Monroe, Wis., Code § 2–12–3 (emphases added).

As the provisions we have highlighted attest, the Board has discretion to act in some discrete areas and in others is subject to oversight and control by the City, usually through the Common Council. At issue here is subsection (B) of the ordinance, which gives the Board the authority to oversee the actions of the Center's employees—subject, however, to policies set by the City. The Common Council's explicit retention of ultimate policymaking authority is key; it confirms that when the Board reviewed Derrickson's decision, it was not acting with final policymaking authority. See Pembaur, 475 U.S. at 483, 106 S.Ct. 1292.

Finally, the Board's structure suggests that it does not make final policy for the City. Although a creature of municipal law, the Board is not a subcommittee of the Common Council. Of its nine members, only one is also a member of the Council. Monroe, Wis., Code § 2–12–1(A)2. Up to three may be nonresidents of the City, id. § 2–12–1(A)1, and all must “serve without salary or other compensation,” id. § 2–12–1(B). In short, the Board is a small group of citizen volunteers tasked with guiding the Center's activities, not an administrative body charged with making final policy for the City. Because neither Derrickson nor the Board were exercising final policymaking authority when they imposed and approved the expulsion order, the City cannot be liable under § 1983 for their actions.

To the extent that Milestone's claims are premised on the Code itself, however, a different analysis applies. The Monroe Common Council empowered the Board to make rules for the Senior Center. See id. § 2–12–3(C) (“The senior citizen's board is empowered and directed ․ [t]o adopt rules and regulations to promote the purposes for which the board has been created.”). The Code of Conduct, though not promulgated by the Common Council, is city policy for purposes of municipal liability under § 1983.
○ ○ ○ ○ ○
▶ **REQUIRED ACTIONS**:
1: Quote the court opinion excerpt from "To the extent" to "under § 1983.".
2: Put this sentence from the court opinion excerpt into Spanish: "Of its nine members, only one is also a member of the Council."
The listing after this point is separate material, unrelated to the court opinion excerpt.

▶ **SUPPLIED INFORMATION**:
○ ○ ○ ○ ○
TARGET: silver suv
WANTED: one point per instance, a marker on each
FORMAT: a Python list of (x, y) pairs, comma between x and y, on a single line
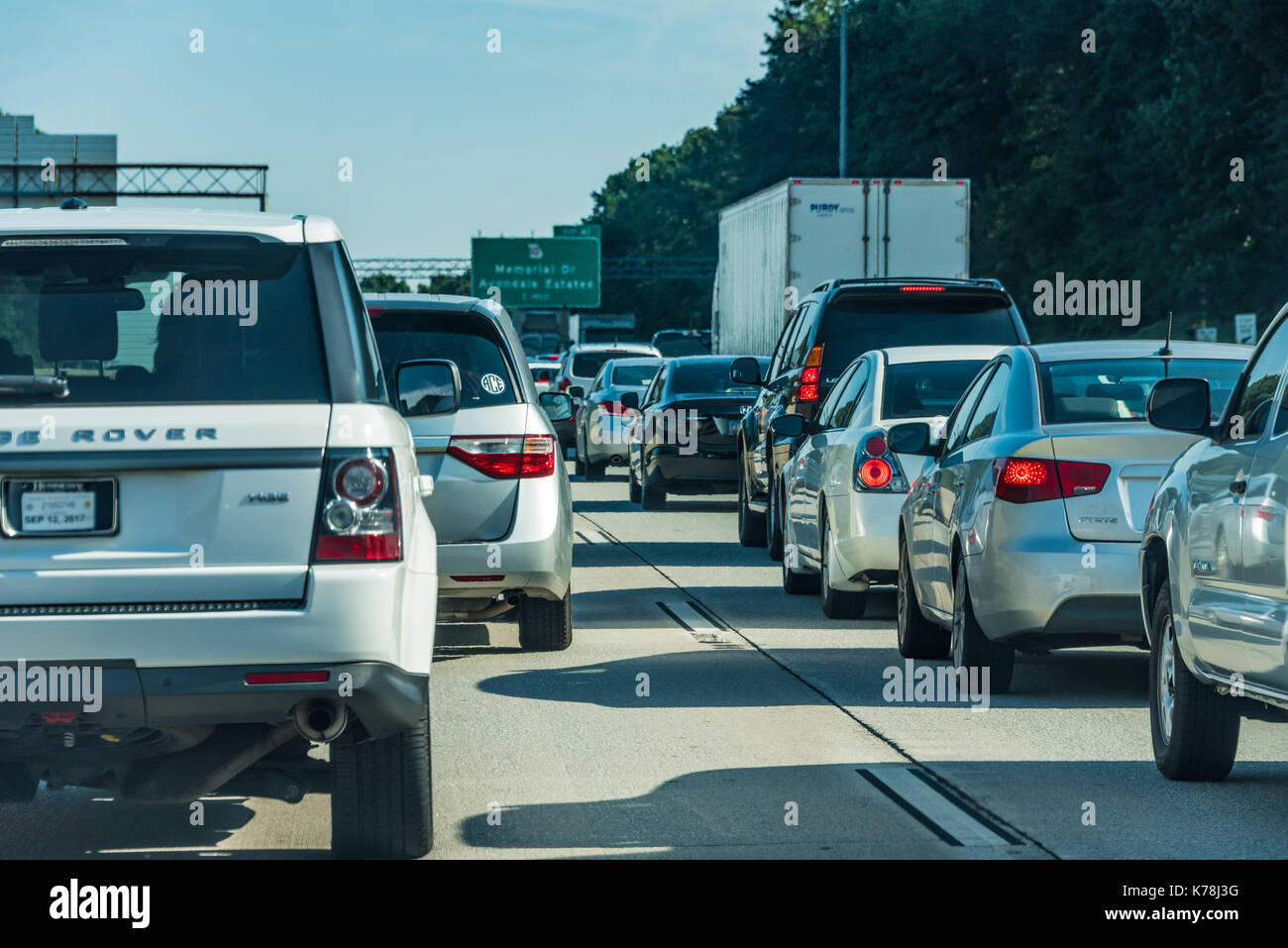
○ ○ ○ ○ ○
▶ **LIST OF SOLUTIONS**:
1:
To the extent that Milestone's claims are premised on the Code itself, however, a different analysis applies. The Monroe Common Council empowered the Board to make rules for the Senior Center. See id. § 2–12–3(C) (“The senior citizen's board is empowered and directed ․ [t]o adopt rules and regulations to promote the purposes for which the board has been created.”). The Code of Conduct, though not promulgated by the Common Council, is city policy for purposes of municipal liability under § 1983.

2: De sus nueve miembros, solo uno es también miembro del Consejo.